===== Data to examine

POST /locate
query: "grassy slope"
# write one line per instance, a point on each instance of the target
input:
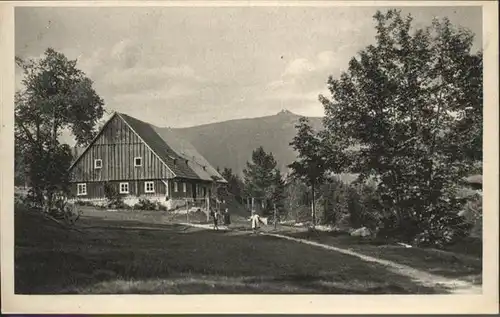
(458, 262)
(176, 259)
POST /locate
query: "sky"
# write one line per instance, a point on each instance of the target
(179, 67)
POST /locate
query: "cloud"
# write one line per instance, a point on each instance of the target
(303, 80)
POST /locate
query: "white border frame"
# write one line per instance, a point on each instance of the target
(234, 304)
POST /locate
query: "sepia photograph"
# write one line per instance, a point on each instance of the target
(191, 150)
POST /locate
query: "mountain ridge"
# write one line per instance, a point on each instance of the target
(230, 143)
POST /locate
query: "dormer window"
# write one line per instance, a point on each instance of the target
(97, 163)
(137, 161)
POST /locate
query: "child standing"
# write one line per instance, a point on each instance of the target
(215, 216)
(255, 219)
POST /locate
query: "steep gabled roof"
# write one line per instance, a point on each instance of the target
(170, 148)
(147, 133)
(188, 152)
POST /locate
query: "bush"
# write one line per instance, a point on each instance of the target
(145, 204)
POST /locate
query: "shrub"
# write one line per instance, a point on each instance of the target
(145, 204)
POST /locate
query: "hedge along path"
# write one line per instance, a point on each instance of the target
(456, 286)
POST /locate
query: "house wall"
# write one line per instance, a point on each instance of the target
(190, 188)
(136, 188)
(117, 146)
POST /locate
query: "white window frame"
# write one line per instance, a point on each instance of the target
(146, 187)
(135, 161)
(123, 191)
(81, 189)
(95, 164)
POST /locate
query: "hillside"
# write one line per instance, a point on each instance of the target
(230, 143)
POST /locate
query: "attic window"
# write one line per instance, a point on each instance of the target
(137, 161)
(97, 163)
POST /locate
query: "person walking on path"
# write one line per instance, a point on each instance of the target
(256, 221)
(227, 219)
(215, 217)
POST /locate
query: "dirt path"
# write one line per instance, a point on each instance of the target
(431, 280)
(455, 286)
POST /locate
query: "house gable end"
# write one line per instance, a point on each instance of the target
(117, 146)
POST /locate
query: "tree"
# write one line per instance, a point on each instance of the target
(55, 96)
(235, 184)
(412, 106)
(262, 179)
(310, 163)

==========
===== Data to examine

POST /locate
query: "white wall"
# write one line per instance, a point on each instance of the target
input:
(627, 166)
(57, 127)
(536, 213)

==========
===== Data to examine

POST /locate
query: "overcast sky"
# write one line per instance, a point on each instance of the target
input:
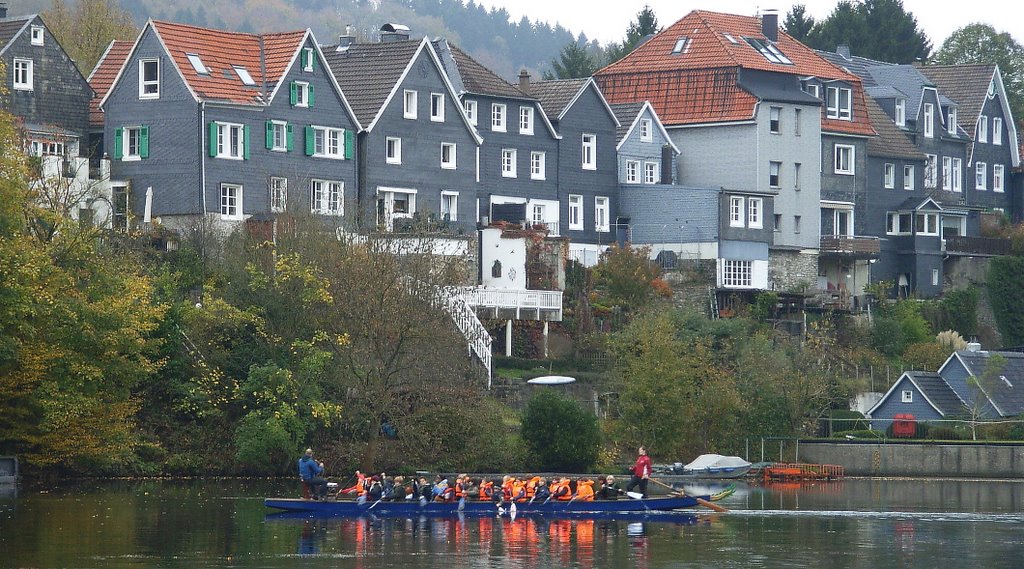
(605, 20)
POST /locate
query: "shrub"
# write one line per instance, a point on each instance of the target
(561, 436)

==========

Work required: Please return every line in the data that includes the string "window".

Your solution:
query: "dormer window"
query: "white window frame"
query: "attic window"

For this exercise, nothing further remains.